PROBLEM REQUIREMENTS — Below is a listing to write out in full, exactly as given, without its pictures.

Named-object pointing records
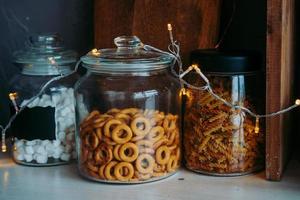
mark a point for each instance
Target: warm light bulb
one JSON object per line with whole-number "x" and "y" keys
{"x": 4, "y": 149}
{"x": 52, "y": 60}
{"x": 13, "y": 96}
{"x": 95, "y": 52}
{"x": 256, "y": 129}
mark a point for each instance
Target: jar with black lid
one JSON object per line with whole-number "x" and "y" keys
{"x": 44, "y": 132}
{"x": 128, "y": 114}
{"x": 218, "y": 139}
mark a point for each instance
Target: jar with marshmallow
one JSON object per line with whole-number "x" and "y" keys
{"x": 43, "y": 133}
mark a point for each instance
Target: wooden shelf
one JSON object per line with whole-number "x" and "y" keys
{"x": 63, "y": 182}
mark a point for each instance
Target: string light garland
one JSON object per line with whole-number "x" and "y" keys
{"x": 175, "y": 49}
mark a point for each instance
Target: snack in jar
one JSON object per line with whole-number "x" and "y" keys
{"x": 128, "y": 114}
{"x": 219, "y": 139}
{"x": 44, "y": 132}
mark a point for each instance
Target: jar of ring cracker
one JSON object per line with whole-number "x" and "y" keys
{"x": 128, "y": 127}
{"x": 44, "y": 132}
{"x": 218, "y": 139}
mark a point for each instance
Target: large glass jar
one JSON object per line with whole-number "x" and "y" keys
{"x": 218, "y": 139}
{"x": 44, "y": 132}
{"x": 128, "y": 115}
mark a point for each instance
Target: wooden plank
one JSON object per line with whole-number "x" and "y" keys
{"x": 280, "y": 23}
{"x": 112, "y": 18}
{"x": 195, "y": 22}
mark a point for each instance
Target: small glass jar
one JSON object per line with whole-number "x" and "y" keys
{"x": 44, "y": 132}
{"x": 220, "y": 140}
{"x": 128, "y": 114}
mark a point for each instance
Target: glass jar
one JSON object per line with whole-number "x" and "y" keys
{"x": 220, "y": 140}
{"x": 128, "y": 114}
{"x": 44, "y": 132}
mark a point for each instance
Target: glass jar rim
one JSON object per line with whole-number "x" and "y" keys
{"x": 130, "y": 55}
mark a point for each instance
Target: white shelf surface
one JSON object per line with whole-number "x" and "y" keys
{"x": 63, "y": 182}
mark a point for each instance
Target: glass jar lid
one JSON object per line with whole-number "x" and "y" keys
{"x": 45, "y": 55}
{"x": 129, "y": 56}
{"x": 227, "y": 61}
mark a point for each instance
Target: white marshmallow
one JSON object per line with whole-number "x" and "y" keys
{"x": 45, "y": 142}
{"x": 19, "y": 156}
{"x": 41, "y": 150}
{"x": 42, "y": 159}
{"x": 56, "y": 155}
{"x": 61, "y": 135}
{"x": 29, "y": 150}
{"x": 49, "y": 148}
{"x": 65, "y": 156}
{"x": 19, "y": 143}
{"x": 30, "y": 143}
{"x": 28, "y": 157}
{"x": 56, "y": 143}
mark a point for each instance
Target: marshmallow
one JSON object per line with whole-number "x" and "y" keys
{"x": 45, "y": 142}
{"x": 62, "y": 99}
{"x": 29, "y": 150}
{"x": 61, "y": 135}
{"x": 65, "y": 156}
{"x": 28, "y": 157}
{"x": 30, "y": 143}
{"x": 42, "y": 159}
{"x": 20, "y": 156}
{"x": 41, "y": 150}
{"x": 56, "y": 143}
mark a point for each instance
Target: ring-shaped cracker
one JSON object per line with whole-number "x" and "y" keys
{"x": 124, "y": 171}
{"x": 172, "y": 164}
{"x": 160, "y": 142}
{"x": 156, "y": 133}
{"x": 120, "y": 138}
{"x": 108, "y": 124}
{"x": 91, "y": 166}
{"x": 116, "y": 152}
{"x": 123, "y": 117}
{"x": 101, "y": 171}
{"x": 142, "y": 160}
{"x": 127, "y": 147}
{"x": 103, "y": 154}
{"x": 109, "y": 170}
{"x": 135, "y": 126}
{"x": 91, "y": 141}
{"x": 169, "y": 123}
{"x": 162, "y": 155}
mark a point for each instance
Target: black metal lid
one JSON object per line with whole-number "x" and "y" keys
{"x": 227, "y": 62}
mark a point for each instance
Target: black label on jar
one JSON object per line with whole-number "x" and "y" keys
{"x": 35, "y": 123}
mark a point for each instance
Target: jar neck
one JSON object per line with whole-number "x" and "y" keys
{"x": 41, "y": 69}
{"x": 133, "y": 73}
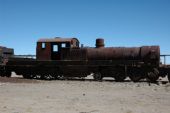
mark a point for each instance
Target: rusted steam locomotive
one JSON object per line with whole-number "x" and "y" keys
{"x": 63, "y": 58}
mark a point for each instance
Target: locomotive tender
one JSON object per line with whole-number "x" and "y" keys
{"x": 58, "y": 58}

REPLY TO THE TASK —
mark a point for each instance
Target: warm light bulb
one JSON object per line with whole-number "x" and "y" keys
{"x": 4, "y": 149}
{"x": 52, "y": 60}
{"x": 13, "y": 96}
{"x": 95, "y": 52}
{"x": 256, "y": 129}
mark a point for each instance
Target: jar with black lid
one JSON object per line with whole-number "x" and "y" keys
{"x": 44, "y": 132}
{"x": 128, "y": 114}
{"x": 218, "y": 139}
mark a point for each instance
Target: jar with marshmallow
one JSON object per line with whole-number "x" and "y" keys
{"x": 43, "y": 133}
mark a point for each instance
Target: wooden shelf
one JSON object per line with whole-number "x" and "y" keys
{"x": 63, "y": 182}
mark a point for each instance
Target: string light garland
one JSON object per line with whole-number "x" and "y" keys
{"x": 175, "y": 49}
mark a point for each instance
Target: snack in jar
one JSON object per line with whole-number "x" and "y" keys
{"x": 128, "y": 114}
{"x": 219, "y": 139}
{"x": 44, "y": 132}
mark a point for each instance
Target: jar of ring cracker
one JSON object per line with whole-number "x" and "y" keys
{"x": 128, "y": 127}
{"x": 44, "y": 132}
{"x": 218, "y": 139}
mark a point for each instance
Target: large glass jar
one JSON object per line with whole-number "x" and "y" keys
{"x": 218, "y": 139}
{"x": 44, "y": 132}
{"x": 128, "y": 115}
mark a point for each instance
Target: wooden plank
one JSON object per line with whole-number "x" and "y" keys
{"x": 280, "y": 23}
{"x": 112, "y": 18}
{"x": 195, "y": 22}
mark a point for each instance
Target: small glass jar
one JSON object per line with whole-number "x" and "y" keys
{"x": 44, "y": 132}
{"x": 220, "y": 140}
{"x": 128, "y": 114}
mark a point for each instance
Target: glass jar
one JSON object per line with whole-number "x" and "y" keys
{"x": 220, "y": 140}
{"x": 128, "y": 114}
{"x": 44, "y": 132}
mark a point for each instance
Target: glass jar rim
one JSON object per line with whole-number "x" and "y" keys
{"x": 130, "y": 55}
mark a point for each instance
Target: white shelf surface
one JSON object per line with whole-number "x" and "y" keys
{"x": 63, "y": 182}
mark a point for each instance
Target: glass jar lid
one JSON object per line with whole-number "x" and "y" keys
{"x": 45, "y": 55}
{"x": 129, "y": 56}
{"x": 227, "y": 61}
mark a point for each instance
Target: white marshmallow
one JSON object per line with whole-number "x" and "y" keys
{"x": 45, "y": 142}
{"x": 19, "y": 156}
{"x": 41, "y": 150}
{"x": 42, "y": 159}
{"x": 56, "y": 155}
{"x": 61, "y": 135}
{"x": 29, "y": 150}
{"x": 49, "y": 148}
{"x": 65, "y": 156}
{"x": 19, "y": 143}
{"x": 30, "y": 143}
{"x": 28, "y": 157}
{"x": 56, "y": 143}
mark a point for each instance
Target: marshmallow
one JSON object per line with whole-number "x" and "y" keys
{"x": 45, "y": 142}
{"x": 62, "y": 99}
{"x": 29, "y": 150}
{"x": 61, "y": 135}
{"x": 65, "y": 156}
{"x": 28, "y": 157}
{"x": 30, "y": 143}
{"x": 42, "y": 159}
{"x": 20, "y": 156}
{"x": 41, "y": 150}
{"x": 56, "y": 143}
mark a point for each instance
Target: ring-shaped cracker
one JSON object per line with whole-number "x" and "y" keys
{"x": 124, "y": 171}
{"x": 172, "y": 164}
{"x": 160, "y": 142}
{"x": 156, "y": 133}
{"x": 120, "y": 138}
{"x": 108, "y": 124}
{"x": 91, "y": 166}
{"x": 116, "y": 152}
{"x": 123, "y": 117}
{"x": 101, "y": 171}
{"x": 142, "y": 160}
{"x": 127, "y": 147}
{"x": 103, "y": 154}
{"x": 109, "y": 170}
{"x": 135, "y": 126}
{"x": 91, "y": 141}
{"x": 169, "y": 123}
{"x": 162, "y": 155}
mark a point for each instance
Target: black metal lid
one JSON object per line with whole-number "x" and "y" keys
{"x": 227, "y": 62}
mark a point for each instance
Target: black label on jar
one JSON object per line with whole-number "x" and "y" keys
{"x": 35, "y": 123}
mark a point for each instance
Target: jar neck
one JSON object per line with whole-number "x" and "y" keys
{"x": 41, "y": 69}
{"x": 133, "y": 73}
mark a point for each instance
Target: rusted steam locomotive
one JSON object per line with whole-number "x" and "y" keys
{"x": 63, "y": 58}
mark a point for each instance
Target: locomotive tender
one JSON object per line with whole-number "x" and "y" keys
{"x": 58, "y": 58}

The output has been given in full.